» Given exercise
Pull out each line of the items below that contains the word "green", and copy those lines in full.

» Records to process

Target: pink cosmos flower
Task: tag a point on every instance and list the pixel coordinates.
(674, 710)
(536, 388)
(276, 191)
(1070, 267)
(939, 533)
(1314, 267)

--

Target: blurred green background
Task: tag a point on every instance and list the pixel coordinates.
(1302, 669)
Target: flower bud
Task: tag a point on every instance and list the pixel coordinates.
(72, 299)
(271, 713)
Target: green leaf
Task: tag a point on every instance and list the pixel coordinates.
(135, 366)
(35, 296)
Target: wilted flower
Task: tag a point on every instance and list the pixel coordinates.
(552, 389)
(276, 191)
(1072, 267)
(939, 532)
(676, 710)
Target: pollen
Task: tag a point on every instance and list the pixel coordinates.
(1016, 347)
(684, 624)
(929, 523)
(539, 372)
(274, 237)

» Problem solution
Target: blurred green background
Target: green leaf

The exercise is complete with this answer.